*STATED GOAL 1*
Extract every line of the records that contains the word "horse", and reproduce each one unchanged.

— START OF TEXT PROVIDED —

That aligns with what we see in customer projects. Successful embedded AI systems are no longer built by bolting inference onto an existing controller. They are built by designing the stack end to end: hardware architecture, BSP, embedded Linux or RTOS layers, middleware, networking, sensor integration, safety partitioning, and validation flow.
Dragonwing IQ series presented at Dragonwing IoT Day, Nuremberg, 2026
How Promwad applies these shifts in practice
What makes Qualcomm Dragonwing relevant for Promwad is not just access to modern silicon. As an official Qualcomm design partner, we often work with these platforms long before they reach the broader market. But the real value lies not in early access itself - it is in turning that silicon into a deployable embedded product for specific applications.

— END OF TEXT PROVIDED —
— START OF DATA PROVIDED —

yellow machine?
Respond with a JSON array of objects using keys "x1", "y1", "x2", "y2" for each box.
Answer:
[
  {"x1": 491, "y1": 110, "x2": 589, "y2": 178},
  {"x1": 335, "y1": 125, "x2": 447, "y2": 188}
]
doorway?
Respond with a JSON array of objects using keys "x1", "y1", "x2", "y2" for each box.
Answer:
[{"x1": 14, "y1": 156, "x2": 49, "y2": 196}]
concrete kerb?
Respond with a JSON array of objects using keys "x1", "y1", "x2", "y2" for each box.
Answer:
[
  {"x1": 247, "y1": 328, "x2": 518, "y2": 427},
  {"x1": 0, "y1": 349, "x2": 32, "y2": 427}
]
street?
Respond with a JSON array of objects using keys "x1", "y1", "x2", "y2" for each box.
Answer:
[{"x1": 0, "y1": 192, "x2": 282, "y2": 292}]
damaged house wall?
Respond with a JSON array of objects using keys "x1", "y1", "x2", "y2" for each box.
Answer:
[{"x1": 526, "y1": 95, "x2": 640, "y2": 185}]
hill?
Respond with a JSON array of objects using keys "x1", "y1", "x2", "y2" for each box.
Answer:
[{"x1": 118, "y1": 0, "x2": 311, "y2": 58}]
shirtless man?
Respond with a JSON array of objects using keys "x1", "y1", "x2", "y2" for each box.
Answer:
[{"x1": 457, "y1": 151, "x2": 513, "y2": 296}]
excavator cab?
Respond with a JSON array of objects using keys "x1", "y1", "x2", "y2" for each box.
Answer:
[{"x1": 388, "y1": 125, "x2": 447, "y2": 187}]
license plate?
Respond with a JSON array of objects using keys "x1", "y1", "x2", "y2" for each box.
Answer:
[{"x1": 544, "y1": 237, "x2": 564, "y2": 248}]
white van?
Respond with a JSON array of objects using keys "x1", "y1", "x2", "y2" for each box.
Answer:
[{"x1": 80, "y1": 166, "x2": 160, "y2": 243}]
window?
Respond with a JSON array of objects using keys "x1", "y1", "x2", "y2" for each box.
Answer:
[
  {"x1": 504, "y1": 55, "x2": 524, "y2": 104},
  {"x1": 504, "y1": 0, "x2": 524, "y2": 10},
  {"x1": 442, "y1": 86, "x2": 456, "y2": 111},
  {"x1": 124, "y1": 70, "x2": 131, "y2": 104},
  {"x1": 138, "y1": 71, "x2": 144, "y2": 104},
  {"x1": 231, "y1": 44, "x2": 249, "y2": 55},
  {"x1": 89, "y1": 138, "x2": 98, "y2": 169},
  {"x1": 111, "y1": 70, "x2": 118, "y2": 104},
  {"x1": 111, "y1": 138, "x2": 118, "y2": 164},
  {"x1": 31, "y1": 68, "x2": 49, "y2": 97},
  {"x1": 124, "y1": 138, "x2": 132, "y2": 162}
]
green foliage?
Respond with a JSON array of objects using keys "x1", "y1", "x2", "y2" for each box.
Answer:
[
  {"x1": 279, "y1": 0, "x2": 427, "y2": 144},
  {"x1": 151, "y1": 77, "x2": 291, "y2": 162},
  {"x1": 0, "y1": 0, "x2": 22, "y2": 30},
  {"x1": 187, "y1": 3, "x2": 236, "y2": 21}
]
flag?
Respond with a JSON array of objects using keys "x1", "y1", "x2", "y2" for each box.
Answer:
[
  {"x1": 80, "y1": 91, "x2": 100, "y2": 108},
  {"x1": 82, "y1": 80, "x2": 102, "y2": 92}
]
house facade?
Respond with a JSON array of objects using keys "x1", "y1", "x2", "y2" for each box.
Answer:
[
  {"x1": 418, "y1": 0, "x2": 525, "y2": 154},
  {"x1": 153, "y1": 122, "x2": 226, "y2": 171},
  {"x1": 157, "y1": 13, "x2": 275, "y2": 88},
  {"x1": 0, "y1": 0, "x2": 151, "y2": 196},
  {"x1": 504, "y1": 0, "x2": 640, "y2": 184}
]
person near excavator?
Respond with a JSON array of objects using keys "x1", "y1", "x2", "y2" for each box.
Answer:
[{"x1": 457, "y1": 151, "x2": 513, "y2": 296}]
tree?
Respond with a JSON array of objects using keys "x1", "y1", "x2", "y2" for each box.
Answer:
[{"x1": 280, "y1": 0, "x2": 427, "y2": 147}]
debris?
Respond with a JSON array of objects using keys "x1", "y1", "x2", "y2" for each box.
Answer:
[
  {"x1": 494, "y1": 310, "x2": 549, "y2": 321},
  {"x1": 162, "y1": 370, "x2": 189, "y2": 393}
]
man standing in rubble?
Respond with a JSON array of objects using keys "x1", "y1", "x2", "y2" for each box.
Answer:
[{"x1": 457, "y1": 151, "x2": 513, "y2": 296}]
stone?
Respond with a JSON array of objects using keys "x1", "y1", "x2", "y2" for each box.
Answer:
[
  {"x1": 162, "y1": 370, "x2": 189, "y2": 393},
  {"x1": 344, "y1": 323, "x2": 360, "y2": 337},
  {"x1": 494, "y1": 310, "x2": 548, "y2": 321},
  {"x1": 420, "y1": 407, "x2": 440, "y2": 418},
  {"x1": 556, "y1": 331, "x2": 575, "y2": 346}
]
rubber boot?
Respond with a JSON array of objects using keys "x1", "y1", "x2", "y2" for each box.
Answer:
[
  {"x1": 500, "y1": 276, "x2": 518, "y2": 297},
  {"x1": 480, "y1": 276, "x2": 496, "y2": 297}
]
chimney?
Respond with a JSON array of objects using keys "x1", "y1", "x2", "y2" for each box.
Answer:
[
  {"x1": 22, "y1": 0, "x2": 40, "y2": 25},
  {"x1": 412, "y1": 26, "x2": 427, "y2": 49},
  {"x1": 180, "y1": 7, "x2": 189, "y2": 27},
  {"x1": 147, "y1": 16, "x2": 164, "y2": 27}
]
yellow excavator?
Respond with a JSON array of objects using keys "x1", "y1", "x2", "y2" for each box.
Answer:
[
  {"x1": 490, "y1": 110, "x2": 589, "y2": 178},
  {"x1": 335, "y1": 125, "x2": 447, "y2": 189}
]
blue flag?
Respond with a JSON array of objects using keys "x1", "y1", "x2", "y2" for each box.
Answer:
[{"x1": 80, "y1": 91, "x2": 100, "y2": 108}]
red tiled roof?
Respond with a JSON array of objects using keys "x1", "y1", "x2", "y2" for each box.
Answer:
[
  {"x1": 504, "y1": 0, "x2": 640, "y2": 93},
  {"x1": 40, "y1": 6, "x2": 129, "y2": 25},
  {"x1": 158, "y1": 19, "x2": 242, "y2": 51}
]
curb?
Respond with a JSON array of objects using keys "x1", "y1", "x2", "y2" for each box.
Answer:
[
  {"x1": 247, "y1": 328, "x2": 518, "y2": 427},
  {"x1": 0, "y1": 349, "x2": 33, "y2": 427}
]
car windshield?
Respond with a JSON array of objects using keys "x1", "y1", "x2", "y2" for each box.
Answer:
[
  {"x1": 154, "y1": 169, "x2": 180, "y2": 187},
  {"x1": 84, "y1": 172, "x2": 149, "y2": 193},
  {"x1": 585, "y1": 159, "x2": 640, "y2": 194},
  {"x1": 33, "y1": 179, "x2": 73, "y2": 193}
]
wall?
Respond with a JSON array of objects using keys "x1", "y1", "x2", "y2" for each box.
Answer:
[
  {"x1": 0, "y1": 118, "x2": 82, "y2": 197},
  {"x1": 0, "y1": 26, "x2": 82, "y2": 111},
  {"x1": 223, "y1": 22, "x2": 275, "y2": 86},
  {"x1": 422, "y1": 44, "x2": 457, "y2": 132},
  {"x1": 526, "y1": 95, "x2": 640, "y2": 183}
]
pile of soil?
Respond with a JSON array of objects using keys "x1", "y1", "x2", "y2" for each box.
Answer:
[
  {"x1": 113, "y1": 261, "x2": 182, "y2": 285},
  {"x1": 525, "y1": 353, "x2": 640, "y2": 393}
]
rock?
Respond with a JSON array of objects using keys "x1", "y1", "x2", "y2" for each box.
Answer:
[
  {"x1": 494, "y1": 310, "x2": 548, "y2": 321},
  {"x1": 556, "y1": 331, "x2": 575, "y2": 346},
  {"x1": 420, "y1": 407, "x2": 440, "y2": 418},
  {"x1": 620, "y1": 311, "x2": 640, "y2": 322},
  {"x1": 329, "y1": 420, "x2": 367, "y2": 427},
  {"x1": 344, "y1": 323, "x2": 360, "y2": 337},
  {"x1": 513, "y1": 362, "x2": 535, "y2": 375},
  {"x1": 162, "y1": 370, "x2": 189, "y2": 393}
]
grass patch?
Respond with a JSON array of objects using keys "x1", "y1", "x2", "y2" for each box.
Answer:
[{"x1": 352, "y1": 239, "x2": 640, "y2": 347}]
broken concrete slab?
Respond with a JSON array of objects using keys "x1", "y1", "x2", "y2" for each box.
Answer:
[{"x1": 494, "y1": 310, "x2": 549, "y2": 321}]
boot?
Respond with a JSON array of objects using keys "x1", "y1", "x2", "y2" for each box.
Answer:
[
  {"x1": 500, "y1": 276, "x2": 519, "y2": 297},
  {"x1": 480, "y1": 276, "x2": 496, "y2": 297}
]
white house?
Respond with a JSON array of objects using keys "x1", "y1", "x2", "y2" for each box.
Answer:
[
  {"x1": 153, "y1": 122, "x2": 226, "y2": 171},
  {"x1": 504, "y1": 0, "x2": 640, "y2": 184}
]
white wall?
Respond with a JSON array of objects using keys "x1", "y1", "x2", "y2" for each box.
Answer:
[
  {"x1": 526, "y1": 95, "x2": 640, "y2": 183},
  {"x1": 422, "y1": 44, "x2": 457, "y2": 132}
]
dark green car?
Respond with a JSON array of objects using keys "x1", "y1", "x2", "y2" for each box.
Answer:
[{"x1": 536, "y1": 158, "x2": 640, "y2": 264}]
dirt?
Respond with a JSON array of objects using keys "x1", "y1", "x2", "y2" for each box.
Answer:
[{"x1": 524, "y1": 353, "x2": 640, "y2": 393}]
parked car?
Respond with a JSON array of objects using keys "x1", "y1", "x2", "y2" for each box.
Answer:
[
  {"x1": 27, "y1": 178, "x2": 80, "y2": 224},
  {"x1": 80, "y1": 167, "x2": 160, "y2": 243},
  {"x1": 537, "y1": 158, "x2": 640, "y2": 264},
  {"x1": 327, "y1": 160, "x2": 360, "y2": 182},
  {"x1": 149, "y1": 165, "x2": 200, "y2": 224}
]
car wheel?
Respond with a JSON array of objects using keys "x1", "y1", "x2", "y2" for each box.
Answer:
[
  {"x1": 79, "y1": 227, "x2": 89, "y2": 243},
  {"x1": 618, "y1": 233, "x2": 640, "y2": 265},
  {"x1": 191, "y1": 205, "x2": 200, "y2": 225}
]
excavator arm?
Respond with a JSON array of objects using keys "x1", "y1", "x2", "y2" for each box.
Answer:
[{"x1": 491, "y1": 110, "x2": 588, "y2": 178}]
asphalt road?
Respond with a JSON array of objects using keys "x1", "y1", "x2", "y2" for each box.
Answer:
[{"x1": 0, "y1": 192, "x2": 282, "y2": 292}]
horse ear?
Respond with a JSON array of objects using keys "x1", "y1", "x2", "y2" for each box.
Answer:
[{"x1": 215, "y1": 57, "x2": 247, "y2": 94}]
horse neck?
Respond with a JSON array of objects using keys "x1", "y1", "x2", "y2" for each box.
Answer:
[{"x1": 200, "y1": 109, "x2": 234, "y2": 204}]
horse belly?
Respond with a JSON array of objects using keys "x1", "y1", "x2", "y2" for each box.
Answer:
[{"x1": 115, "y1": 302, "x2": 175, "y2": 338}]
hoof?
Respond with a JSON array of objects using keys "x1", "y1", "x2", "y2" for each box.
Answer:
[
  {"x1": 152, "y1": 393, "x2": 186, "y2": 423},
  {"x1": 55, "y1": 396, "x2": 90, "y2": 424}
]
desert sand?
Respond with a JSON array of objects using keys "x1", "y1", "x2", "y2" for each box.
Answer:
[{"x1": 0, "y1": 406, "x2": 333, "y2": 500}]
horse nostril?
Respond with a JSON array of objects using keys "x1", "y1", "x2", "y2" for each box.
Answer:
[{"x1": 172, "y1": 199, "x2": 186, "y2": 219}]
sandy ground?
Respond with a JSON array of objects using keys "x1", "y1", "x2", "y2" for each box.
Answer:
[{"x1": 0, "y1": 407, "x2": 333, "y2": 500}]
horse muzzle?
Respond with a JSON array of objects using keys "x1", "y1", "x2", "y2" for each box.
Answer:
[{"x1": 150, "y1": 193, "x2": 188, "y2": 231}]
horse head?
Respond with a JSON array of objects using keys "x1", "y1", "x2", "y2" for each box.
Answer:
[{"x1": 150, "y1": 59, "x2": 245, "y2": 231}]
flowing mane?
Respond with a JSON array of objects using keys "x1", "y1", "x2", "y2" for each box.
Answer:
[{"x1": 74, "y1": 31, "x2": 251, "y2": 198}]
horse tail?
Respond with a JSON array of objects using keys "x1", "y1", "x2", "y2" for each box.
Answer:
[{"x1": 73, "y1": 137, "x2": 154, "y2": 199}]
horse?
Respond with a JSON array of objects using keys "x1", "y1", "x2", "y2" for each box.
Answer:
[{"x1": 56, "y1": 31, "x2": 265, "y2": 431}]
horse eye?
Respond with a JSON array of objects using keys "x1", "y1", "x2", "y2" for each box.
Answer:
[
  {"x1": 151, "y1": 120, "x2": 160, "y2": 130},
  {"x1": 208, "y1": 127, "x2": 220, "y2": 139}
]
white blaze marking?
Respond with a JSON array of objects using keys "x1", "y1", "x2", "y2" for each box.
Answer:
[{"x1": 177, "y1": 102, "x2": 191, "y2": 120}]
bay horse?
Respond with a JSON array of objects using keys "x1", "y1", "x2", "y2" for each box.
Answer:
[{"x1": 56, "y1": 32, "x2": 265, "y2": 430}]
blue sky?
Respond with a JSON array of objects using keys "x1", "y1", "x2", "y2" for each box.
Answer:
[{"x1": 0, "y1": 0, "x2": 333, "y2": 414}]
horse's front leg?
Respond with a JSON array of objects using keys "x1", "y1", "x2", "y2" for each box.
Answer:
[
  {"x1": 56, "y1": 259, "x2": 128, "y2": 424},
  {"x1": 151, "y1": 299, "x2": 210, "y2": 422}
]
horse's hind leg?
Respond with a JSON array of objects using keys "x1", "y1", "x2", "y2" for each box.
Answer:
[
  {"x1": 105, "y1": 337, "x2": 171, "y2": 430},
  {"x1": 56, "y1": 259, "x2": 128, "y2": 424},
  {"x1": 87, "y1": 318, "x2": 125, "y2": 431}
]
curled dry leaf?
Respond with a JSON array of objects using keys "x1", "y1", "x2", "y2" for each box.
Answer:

— END OF DATA PROVIDED —

*STATED GOAL 2*
Carry on the passage about Promwad's embedded AI product work, starting after its final sentence.

*WRITTEN RESPONSE 1*
horse ear?
horse neck?
horse belly?
horse nostril?
horse muzzle?
horse head?
horse tail?
horse?
horse eye?
bay horse?
horse's front leg?
horse's hind leg?

*WRITTEN RESPONSE 2*
Egde AI applications presented at Dragonwing IoT Day, Nuremberg, 2026
That is why we see Qualcomm Dragonwing IoT Day 2026 not as a one-week news item, but as confirmation of a larger market direction. The industry is moving from Edge AI as a feature to Physical AI as a system architecture. And in that transition, the companies that win will be those that can integrate AI compute, deterministic control, connectivity, and embedded software into one robust product platform.
Qualcomm’s latest announcements make that direction clearer. Our job at Promwad is to help customers build on it.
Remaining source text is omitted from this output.